(Stated exercise) Count the lines in the listing below that contain the word "black", with case mattering, and reply with only that number.
--- Begin ---
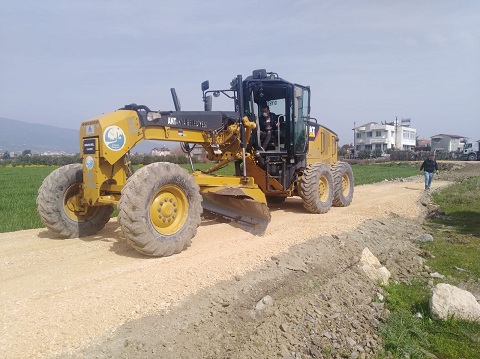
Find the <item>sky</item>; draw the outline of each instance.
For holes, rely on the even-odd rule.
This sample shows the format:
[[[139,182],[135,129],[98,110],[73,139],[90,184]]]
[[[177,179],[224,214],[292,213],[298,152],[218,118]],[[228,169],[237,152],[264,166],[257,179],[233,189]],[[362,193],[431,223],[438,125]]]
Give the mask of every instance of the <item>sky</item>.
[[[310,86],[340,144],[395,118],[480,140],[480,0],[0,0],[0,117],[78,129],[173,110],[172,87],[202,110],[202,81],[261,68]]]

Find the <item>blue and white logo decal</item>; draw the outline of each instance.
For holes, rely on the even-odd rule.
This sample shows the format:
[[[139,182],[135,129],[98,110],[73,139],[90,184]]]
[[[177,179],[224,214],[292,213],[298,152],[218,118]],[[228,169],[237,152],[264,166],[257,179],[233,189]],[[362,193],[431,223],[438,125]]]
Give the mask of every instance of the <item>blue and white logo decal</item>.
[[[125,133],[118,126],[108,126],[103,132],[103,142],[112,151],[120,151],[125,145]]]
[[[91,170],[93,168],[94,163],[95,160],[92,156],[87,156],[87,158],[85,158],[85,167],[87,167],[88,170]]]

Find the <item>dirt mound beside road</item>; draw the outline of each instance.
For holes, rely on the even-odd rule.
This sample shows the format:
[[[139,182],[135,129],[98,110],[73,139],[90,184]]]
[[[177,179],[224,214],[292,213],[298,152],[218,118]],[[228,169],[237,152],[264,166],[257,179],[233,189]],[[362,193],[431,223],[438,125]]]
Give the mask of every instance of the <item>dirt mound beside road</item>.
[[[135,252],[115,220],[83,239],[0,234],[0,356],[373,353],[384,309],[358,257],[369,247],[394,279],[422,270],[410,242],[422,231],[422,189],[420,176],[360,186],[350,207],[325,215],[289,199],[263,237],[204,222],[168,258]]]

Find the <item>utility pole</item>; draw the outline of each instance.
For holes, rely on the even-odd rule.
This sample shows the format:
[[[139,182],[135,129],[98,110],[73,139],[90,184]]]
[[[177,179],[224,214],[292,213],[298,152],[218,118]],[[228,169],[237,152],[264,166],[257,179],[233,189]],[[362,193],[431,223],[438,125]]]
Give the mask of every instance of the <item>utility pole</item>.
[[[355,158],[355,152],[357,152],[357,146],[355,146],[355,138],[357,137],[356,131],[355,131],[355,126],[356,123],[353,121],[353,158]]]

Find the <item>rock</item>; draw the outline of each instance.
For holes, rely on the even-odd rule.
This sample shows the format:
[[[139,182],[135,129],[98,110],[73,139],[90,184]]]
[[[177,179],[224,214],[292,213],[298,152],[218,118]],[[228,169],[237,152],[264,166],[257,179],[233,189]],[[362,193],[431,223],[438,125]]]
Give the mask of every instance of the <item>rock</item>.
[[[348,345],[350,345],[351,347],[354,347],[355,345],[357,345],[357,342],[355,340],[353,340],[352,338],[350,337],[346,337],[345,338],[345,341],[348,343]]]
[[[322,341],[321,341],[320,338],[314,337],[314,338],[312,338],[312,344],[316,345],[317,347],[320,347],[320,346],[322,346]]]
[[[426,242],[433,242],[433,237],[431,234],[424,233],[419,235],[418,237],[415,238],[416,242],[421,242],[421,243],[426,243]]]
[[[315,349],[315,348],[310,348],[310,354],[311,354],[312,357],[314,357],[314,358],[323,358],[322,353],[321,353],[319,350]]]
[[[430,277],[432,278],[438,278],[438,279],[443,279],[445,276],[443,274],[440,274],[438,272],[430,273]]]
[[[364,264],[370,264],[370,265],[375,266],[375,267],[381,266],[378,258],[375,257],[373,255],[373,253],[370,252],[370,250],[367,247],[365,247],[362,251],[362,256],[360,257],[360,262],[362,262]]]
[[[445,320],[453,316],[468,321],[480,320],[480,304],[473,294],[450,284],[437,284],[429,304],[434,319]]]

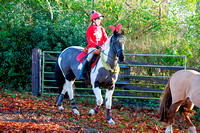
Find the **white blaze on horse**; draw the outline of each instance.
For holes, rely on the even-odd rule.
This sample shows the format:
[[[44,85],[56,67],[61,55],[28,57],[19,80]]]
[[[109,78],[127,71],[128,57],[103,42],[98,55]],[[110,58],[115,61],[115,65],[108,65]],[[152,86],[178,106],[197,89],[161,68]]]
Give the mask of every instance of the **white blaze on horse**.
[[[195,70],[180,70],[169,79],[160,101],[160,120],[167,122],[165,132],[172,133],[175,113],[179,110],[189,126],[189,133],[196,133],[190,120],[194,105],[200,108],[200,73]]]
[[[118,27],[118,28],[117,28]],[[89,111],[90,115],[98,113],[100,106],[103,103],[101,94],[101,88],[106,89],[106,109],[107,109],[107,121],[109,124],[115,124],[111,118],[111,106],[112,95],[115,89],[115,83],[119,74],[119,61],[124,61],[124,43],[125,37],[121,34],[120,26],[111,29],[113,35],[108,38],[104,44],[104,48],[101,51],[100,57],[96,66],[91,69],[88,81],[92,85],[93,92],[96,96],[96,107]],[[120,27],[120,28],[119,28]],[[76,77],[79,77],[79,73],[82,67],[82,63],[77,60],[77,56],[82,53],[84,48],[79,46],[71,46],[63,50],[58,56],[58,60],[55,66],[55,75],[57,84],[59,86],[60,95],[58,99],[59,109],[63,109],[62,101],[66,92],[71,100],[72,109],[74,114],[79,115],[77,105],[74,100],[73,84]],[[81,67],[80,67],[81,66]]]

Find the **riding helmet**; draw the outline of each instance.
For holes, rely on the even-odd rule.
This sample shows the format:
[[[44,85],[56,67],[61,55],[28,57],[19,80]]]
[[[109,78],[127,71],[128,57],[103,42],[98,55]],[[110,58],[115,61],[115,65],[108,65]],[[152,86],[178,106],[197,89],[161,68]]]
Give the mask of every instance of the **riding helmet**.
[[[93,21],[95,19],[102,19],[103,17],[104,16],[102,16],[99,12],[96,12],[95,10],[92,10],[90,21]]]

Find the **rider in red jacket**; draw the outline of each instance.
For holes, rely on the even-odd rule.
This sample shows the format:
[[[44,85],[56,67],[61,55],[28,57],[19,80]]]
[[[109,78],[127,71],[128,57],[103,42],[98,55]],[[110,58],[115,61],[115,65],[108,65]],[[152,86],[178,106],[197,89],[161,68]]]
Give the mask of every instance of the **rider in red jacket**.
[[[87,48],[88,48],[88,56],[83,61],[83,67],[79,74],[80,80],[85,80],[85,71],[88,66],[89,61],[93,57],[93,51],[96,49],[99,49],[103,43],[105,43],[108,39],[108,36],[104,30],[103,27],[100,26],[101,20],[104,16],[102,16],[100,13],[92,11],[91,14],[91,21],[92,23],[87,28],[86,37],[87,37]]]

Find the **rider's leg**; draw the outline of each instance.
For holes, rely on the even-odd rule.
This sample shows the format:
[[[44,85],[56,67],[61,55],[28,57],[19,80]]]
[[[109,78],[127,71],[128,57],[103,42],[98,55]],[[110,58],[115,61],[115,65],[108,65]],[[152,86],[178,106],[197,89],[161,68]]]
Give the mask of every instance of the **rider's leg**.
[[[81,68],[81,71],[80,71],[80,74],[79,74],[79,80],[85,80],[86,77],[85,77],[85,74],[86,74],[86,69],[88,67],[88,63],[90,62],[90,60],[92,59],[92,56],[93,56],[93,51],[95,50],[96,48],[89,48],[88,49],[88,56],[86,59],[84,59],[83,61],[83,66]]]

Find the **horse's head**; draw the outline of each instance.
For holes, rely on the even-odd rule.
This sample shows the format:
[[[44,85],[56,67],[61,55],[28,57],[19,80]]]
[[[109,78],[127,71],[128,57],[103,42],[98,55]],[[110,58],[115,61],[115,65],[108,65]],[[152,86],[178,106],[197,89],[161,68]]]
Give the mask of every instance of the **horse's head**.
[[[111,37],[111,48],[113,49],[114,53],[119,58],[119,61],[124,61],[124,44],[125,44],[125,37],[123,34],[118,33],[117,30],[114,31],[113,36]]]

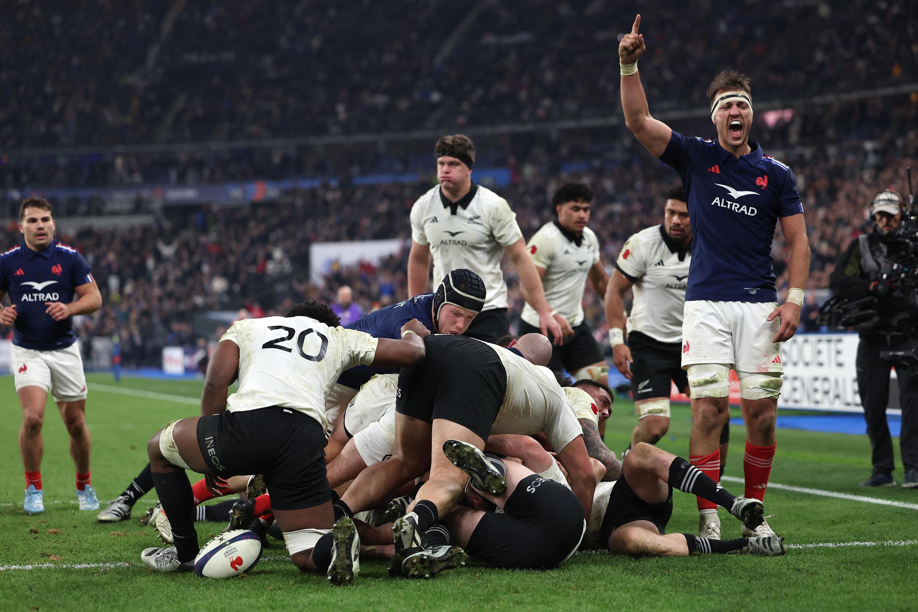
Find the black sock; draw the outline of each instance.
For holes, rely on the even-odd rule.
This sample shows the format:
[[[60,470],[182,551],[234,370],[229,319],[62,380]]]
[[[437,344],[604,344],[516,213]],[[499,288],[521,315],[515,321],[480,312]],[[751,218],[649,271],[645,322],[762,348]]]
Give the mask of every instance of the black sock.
--- End ---
(The reply) 2